PROBLEM TO WORK ON -> Please output the lines starting at the one that contains "of the flagpole" and ending at the last line of the rows below as a Markdown table with the columns Number and Line, skipping blank lines. Include only those lines.

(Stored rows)

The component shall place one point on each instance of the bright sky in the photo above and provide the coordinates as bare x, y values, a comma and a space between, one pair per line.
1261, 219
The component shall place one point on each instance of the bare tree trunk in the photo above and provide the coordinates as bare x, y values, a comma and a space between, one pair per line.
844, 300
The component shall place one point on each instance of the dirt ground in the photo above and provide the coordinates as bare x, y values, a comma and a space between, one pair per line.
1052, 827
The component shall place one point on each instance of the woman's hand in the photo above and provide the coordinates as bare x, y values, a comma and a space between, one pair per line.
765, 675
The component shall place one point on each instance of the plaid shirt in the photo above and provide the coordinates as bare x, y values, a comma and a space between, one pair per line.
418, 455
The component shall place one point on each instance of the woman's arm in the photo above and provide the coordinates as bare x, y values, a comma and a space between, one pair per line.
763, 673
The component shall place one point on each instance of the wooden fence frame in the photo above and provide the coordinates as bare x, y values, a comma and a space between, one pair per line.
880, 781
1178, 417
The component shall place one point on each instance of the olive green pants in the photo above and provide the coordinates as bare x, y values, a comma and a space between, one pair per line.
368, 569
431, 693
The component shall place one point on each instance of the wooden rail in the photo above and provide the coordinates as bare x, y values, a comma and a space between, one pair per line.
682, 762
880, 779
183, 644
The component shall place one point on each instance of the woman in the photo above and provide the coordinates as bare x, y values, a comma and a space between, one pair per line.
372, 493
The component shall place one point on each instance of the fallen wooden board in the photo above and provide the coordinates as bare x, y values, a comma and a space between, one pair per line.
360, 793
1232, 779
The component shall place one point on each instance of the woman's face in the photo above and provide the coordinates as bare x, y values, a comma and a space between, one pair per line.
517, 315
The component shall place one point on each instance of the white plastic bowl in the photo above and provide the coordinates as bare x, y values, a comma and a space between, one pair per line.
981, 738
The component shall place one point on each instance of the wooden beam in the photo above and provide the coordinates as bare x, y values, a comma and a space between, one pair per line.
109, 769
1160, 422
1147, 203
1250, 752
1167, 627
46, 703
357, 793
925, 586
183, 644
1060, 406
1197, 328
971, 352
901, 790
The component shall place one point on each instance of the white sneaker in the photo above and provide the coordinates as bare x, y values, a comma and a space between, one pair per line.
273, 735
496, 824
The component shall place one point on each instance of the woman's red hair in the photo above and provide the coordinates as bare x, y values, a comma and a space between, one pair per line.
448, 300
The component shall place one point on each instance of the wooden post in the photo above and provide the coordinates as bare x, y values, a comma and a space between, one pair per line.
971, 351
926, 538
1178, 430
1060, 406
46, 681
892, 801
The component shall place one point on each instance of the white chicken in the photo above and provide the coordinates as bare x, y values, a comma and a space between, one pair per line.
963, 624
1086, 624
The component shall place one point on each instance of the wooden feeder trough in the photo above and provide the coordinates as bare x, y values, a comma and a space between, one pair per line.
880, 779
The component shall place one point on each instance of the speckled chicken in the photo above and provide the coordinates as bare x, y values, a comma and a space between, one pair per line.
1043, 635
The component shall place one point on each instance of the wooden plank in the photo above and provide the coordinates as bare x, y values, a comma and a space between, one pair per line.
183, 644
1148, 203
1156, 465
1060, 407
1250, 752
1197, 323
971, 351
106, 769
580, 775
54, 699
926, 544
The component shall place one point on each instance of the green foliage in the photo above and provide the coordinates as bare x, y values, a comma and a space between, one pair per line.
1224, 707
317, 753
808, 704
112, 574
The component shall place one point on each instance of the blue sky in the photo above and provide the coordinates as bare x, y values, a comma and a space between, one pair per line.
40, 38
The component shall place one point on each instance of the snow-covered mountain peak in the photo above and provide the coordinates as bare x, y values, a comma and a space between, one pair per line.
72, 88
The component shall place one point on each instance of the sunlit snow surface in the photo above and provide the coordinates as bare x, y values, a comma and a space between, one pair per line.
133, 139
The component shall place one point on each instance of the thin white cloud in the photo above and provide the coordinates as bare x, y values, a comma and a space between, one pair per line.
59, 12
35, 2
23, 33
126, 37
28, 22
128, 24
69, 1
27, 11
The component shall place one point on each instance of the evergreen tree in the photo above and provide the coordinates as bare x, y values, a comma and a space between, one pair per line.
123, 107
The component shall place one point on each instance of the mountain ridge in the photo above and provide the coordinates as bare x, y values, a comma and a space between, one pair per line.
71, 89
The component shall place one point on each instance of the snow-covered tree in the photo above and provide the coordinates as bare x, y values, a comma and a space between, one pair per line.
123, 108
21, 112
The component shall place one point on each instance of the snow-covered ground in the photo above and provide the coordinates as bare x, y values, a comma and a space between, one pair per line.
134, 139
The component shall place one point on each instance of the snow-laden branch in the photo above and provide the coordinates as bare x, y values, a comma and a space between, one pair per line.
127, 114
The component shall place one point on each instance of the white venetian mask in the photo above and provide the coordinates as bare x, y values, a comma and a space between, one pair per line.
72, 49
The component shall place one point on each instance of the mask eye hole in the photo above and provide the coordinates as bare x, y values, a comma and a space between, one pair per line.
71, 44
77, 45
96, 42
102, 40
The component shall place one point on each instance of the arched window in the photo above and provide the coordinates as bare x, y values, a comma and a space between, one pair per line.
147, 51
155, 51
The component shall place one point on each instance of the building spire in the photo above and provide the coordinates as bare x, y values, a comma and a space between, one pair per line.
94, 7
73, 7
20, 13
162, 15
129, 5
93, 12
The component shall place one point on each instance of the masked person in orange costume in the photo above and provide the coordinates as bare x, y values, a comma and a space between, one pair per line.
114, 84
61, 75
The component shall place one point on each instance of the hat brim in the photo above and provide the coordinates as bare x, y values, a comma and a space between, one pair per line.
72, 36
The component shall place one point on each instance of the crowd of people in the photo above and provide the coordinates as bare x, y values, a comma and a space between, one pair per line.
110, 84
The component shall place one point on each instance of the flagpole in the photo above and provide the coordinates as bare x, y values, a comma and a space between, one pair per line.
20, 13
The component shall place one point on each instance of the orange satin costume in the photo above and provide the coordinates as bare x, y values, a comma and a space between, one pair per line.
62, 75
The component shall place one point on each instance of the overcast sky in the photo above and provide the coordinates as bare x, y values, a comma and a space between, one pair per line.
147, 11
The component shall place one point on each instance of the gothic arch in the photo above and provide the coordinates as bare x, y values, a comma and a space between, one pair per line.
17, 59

RESULT FOR THIS EXERCISE ->
| Number | Line |
|---|---|
| 1 | The component shall place one point on each instance of the flagpole in the photo above and provide the coordinates as bare x, y values, a comma and a space between, one pair per line. |
| 2 | 20, 13 |
| 3 | The component shall place one point on each instance of the orange satin costume in the photo above and provide the coordinates as bare x, y values, a comma and a space between, one pair per line. |
| 4 | 62, 75 |
| 5 | The component shall place one point on each instance of the overcast sky in the photo above and provide the coordinates as bare x, y values, a comma and a space between, one pair per line. |
| 6 | 147, 11 |
| 7 | The component shall place one point on each instance of the gothic arch in the photo above and provide the coordinates as bare x, y values, a comma and a space between, one pair per line. |
| 8 | 17, 59 |